--- Records shown ---
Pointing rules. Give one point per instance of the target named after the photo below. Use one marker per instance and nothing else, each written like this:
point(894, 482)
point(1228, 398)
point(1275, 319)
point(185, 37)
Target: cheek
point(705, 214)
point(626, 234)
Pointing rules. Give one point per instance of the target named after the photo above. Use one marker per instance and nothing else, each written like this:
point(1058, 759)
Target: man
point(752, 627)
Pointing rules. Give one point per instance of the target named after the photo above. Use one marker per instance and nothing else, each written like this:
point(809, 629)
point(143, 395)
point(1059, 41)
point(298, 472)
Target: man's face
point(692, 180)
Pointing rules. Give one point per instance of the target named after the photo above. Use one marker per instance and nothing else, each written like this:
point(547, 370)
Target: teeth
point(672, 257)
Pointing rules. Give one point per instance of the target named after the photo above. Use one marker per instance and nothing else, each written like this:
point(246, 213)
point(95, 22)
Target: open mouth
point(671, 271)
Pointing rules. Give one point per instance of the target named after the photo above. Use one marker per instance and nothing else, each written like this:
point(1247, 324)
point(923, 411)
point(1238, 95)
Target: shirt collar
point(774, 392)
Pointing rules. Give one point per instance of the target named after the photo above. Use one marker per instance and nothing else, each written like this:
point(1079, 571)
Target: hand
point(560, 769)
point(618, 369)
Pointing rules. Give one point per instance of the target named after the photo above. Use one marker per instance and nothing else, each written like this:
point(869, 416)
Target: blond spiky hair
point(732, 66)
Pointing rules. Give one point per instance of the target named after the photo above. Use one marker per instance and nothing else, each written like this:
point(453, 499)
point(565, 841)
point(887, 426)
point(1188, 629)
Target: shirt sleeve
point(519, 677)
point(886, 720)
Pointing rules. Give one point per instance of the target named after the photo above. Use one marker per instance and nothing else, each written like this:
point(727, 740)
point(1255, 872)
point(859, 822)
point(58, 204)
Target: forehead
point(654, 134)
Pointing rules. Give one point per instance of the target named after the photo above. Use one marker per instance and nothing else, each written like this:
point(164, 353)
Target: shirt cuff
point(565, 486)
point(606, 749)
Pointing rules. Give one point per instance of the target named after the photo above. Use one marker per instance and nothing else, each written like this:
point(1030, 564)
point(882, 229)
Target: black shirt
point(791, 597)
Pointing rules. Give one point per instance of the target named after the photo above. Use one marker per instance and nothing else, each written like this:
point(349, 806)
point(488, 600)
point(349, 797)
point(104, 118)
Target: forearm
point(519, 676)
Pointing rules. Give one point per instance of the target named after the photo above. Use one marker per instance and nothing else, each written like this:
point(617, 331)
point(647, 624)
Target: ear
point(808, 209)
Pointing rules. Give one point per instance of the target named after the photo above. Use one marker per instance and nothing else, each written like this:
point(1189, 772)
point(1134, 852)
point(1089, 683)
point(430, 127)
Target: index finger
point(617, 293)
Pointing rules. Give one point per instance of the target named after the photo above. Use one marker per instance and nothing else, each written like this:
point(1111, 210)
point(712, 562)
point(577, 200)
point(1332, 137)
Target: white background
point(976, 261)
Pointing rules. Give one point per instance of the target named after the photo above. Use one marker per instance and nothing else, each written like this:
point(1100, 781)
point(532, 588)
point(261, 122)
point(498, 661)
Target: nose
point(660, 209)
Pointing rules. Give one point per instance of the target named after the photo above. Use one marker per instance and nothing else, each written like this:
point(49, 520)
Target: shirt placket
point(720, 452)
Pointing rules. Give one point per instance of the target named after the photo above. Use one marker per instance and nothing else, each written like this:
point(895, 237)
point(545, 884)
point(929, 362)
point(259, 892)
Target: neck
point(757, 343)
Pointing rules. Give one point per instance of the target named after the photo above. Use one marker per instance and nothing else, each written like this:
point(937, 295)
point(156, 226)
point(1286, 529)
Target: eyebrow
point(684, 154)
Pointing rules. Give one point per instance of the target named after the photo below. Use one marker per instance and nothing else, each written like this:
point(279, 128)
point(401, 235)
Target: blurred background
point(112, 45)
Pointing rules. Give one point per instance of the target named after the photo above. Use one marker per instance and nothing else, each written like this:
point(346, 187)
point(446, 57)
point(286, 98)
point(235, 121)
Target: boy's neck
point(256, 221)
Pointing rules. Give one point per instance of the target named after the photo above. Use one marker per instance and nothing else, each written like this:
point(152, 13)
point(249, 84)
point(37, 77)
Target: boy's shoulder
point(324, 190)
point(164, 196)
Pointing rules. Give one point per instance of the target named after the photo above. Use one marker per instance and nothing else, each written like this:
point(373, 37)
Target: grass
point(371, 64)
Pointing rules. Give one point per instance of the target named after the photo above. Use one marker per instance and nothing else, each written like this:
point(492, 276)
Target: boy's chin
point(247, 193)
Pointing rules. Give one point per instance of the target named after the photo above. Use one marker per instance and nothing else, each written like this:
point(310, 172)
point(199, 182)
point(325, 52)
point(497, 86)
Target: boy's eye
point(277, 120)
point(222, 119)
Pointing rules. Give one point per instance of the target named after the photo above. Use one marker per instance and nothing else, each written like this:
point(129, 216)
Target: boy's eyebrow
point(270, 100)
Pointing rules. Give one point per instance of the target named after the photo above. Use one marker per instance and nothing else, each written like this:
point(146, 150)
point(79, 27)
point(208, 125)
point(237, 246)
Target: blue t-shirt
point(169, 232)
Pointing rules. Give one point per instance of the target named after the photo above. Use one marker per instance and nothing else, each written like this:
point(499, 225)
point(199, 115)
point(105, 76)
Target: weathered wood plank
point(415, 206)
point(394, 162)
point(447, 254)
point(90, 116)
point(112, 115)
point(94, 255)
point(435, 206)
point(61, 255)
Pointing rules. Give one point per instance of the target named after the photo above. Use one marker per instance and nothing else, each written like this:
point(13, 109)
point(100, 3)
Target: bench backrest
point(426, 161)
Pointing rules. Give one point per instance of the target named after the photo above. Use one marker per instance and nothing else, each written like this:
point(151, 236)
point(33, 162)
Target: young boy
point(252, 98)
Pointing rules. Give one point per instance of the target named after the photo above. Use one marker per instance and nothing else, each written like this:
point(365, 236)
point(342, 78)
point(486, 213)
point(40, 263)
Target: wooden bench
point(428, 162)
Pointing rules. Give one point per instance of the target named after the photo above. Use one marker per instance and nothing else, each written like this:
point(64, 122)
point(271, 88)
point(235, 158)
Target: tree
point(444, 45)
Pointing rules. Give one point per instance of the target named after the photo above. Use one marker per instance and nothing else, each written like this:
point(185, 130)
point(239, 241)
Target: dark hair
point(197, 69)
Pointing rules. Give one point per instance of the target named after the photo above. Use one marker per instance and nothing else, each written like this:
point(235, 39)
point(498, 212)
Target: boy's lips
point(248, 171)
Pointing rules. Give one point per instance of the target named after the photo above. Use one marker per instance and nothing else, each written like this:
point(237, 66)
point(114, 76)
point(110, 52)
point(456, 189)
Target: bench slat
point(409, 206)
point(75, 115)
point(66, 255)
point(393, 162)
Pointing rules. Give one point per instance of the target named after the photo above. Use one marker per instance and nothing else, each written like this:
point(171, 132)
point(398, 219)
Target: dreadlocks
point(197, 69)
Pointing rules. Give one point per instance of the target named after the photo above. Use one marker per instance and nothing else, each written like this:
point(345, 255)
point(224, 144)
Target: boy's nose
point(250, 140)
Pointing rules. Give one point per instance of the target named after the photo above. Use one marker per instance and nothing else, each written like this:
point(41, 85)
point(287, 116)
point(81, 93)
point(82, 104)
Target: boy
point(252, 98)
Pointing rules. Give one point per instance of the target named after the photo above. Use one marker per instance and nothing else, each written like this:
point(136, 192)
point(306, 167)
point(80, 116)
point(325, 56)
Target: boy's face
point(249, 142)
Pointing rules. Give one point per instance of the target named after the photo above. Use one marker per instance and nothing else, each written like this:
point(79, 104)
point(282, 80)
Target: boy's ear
---
Exercise>
Transcribe each entry word for word.

Response below>
Pointing rules. Give one point per instance of the target named after the photo below. Use one marker per instance and nothing else, each written like this:
point(894, 482)
point(1228, 398)
point(1275, 319)
point(185, 37)
Target: cheek
point(705, 214)
point(626, 234)
Pointing rules. Give one point per instance of the target named after the photo above. Use one marker per instance and nothing else, each written like this:
point(1058, 759)
Target: man
point(752, 627)
Pointing rules. Give one point per instance of the target named after the photo above. Use one marker per instance and nothing else, each written like this:
point(809, 629)
point(143, 395)
point(1059, 41)
point(298, 472)
Target: man's face
point(692, 180)
Pointing rules. Give one point per instance of the target named after the photo above. Use one marker per instance and nothing else, each written like this:
point(547, 370)
Target: teeth
point(672, 257)
Pointing rules. Give one point per instance of the target named after the photo above. Use one marker per instance and nothing else, each written like this:
point(246, 213)
point(95, 22)
Target: open mouth
point(671, 271)
Pointing rules. Give one point per instance of the target named after the photo above. Use one marker per instance and nothing else, each written like this:
point(1247, 324)
point(923, 411)
point(1238, 95)
Target: shirt collar
point(774, 392)
Pointing rules. Give one point per instance of the target named after the photo above. Use one marker per instance and nothing else, each written like this:
point(1079, 571)
Target: hand
point(560, 769)
point(618, 369)
Pointing rules. Give one point per instance of the target named after the photo above. Use one marker per instance and nothing else, each written like this:
point(869, 416)
Target: blond spiky hair
point(732, 66)
Pointing rules. Give one point per instance of the target named after the photo above. Use one marker per instance and nothing else, each written like this:
point(453, 499)
point(565, 841)
point(887, 426)
point(1188, 629)
Target: shirt sleeve
point(519, 677)
point(886, 720)
Pointing rules. Give one point per instance of the target named after the photo above. Use one marker per instance and nothing else, each written like this:
point(727, 740)
point(1255, 872)
point(859, 822)
point(58, 204)
Target: forehead
point(654, 134)
Pointing rules. Give one point per instance of the target named after the photo above. Use one marker per instance and nothing else, each written like this:
point(164, 353)
Target: shirt cuff
point(565, 486)
point(606, 749)
Pointing rules. Give one point per instance of the target named after the photo above. Use one marker per instance and nothing else, each written like this:
point(1030, 564)
point(882, 229)
Target: black shirt
point(791, 597)
Pointing rules. Give one point per instance of the target named after the photo above. Use one marker per instance and nothing else, each written like this:
point(349, 806)
point(488, 600)
point(349, 797)
point(104, 118)
Target: forearm
point(519, 676)
Pointing rules. Give one point per instance of the target named after the photo above. Use one marker per instance and nothing else, each written like this:
point(617, 331)
point(647, 624)
Target: ear
point(808, 209)
Pointing rules. Give one point per instance of the target named after the photo above. Use one marker per instance and nothing else, each written like this:
point(1189, 772)
point(1134, 852)
point(1089, 683)
point(430, 127)
Target: index finger
point(617, 293)
Pointing rules. Give one point per instance of the target named after the photo above. Use one marker per instance and nothing else, each written like this:
point(1111, 210)
point(712, 562)
point(577, 200)
point(1332, 137)
Target: white background
point(976, 261)
Pointing rules. Give one point per instance of the target named after the photo above. Use one marker per instance and nothing else, each written like this:
point(1100, 781)
point(532, 588)
point(261, 122)
point(498, 661)
Target: nose
point(660, 209)
Pointing rules. Give one point per instance of the target named after the photo above. Use one marker per instance and nothing else, each written like this:
point(49, 520)
Target: shirt placket
point(720, 452)
Pointing rules. Give one point per instance of the target named after the photo above. Use one marker per instance and nothing else, each written like this:
point(895, 237)
point(545, 884)
point(929, 362)
point(259, 892)
Target: neck
point(757, 343)
Pointing rules. Give one point per instance of the target named after the photo above. Use one marker per instance and nothing else, each written like this:
point(937, 295)
point(156, 226)
point(1286, 529)
Target: eyebrow
point(684, 154)
Pointing rules. Give one point per instance of the target named after the photo below. Use one marker per instance and nothing else, each written like this:
point(279, 128)
point(401, 235)
Target: blurred background
point(112, 45)
Pointing rules. Give one point per instance of the target named after the photo above. Use one marker per instance and nothing else, each written like this:
point(346, 187)
point(446, 57)
point(286, 98)
point(235, 121)
Target: boy's neck
point(256, 221)
Pointing rules. Give one point per instance of the target named after the photo above. Use one marker per instance and nothing else, each written like this:
point(152, 13)
point(249, 84)
point(37, 77)
Target: boy's shoulder
point(324, 190)
point(164, 196)
Pointing rules. Give one point per instance of the target named after the photo above. Use one marker per instance and nothing else, each written like this:
point(373, 37)
Target: grass
point(371, 64)
Pointing rules. Give one point per instance of the target named after the photo above. Use one marker per instance and nothing else, each written like this:
point(492, 276)
Target: boy's chin
point(247, 193)
Pointing rules. Give one point per instance of the target named after the photo above. Use one marker per instance and nothing else, each written like this:
point(310, 172)
point(199, 182)
point(325, 52)
point(497, 86)
Target: boy's eye
point(277, 120)
point(222, 119)
Pointing rules. Give one point per instance of the target named after the photo above. Use one marker per instance and nothing else, each written like this:
point(129, 216)
Target: boy's eyebrow
point(270, 100)
Pointing rules. Give one point per instance of the target named after the photo above. Use one marker per instance and nothing else, each written like this:
point(146, 150)
point(79, 27)
point(208, 125)
point(237, 246)
Target: blue t-shirt
point(169, 232)
Pointing rules. Give one point per instance of the target named after the photo above. Use one marker per instance and nothing else, each written like this:
point(499, 225)
point(199, 115)
point(105, 76)
Target: weathered wood plank
point(415, 206)
point(394, 162)
point(447, 254)
point(90, 116)
point(112, 115)
point(94, 255)
point(435, 206)
point(61, 255)
Pointing rules. Give one point per instance of the target named after the photo above. Use one marker per instance and nothing else, each written like this:
point(13, 109)
point(100, 3)
Target: bench backrest
point(426, 161)
Pointing rules. Give one point per instance of the target named after the photo above. Use one marker per instance and nothing else, each written like this:
point(151, 236)
point(33, 162)
Target: young boy
point(252, 98)
Pointing rules. Give one point per instance of the target named after the photo above. Use one marker per instance and nothing else, each written like this:
point(365, 236)
point(342, 78)
point(486, 213)
point(40, 263)
Target: wooden bench
point(428, 162)
Pointing rules. Give one point per instance of the target named after the photo above. Use one marker per instance and nothing else, each written like this:
point(64, 122)
point(271, 88)
point(235, 158)
Target: tree
point(444, 45)
Pointing rules. Give one point per instance of the target named after the photo above. Use one marker per instance and nothing else, each written like this:
point(185, 130)
point(239, 241)
Target: dark hair
point(197, 69)
Pointing rules. Give one point per instance of the target named after the photo above. Use one marker per instance and nothing else, each written like this:
point(235, 39)
point(498, 212)
Target: boy's lips
point(248, 171)
Pointing rules. Give one point per instance of the target named after the photo above. Use one marker per instance and nothing else, each written like this:
point(237, 66)
point(114, 76)
point(110, 52)
point(456, 189)
Target: bench slat
point(409, 206)
point(75, 115)
point(66, 255)
point(393, 162)
Pointing rules. Give one point per instance of the target named after the photo above. Use one marker per instance and nothing else, each written like this:
point(171, 132)
point(398, 219)
Target: dreadlocks
point(197, 69)
Pointing rules. Give one point per instance of the target named after the photo above. Use one marker per instance and nothing else, each written like this:
point(345, 255)
point(224, 144)
Target: boy's nose
point(250, 140)
Pointing rules. Give one point per instance of the target named after the photo above. Use one marker per instance and nothing else, each written like this:
point(41, 85)
point(287, 116)
point(81, 93)
point(82, 104)
Target: boy
point(252, 98)
Pointing rules. Give one point per instance of the target named after the photo above. Use one marker per instance and nothing else, each written like this:
point(136, 192)
point(306, 167)
point(80, 116)
point(325, 56)
Target: boy's face
point(249, 142)
Pointing rules. Give one point per instance of the target named after the photo above. Use one marker per instance and nothing else, each written like this:
point(79, 104)
point(282, 80)
Target: boy's ear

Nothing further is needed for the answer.